_Input_
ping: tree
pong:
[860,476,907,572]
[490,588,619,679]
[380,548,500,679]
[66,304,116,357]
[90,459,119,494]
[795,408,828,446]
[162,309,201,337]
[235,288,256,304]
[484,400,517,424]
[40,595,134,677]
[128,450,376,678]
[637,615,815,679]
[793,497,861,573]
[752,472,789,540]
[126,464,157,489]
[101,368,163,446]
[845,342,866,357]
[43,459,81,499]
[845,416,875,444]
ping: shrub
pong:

_Instruction_
Could you write out all the lines above again, renaming every "ping" to "prompt" and leaving everything else unchanged?

_The response_
prompt: tree
pong:
[860,476,907,572]
[490,588,619,679]
[380,548,500,679]
[66,304,116,357]
[90,459,119,494]
[795,408,828,446]
[162,309,201,337]
[235,288,256,304]
[484,400,517,424]
[40,595,134,677]
[128,450,376,678]
[637,615,815,679]
[793,497,861,573]
[752,472,789,540]
[126,464,157,489]
[101,368,163,446]
[845,342,866,357]
[43,459,81,499]
[845,416,875,444]
prompt: shrub
pong:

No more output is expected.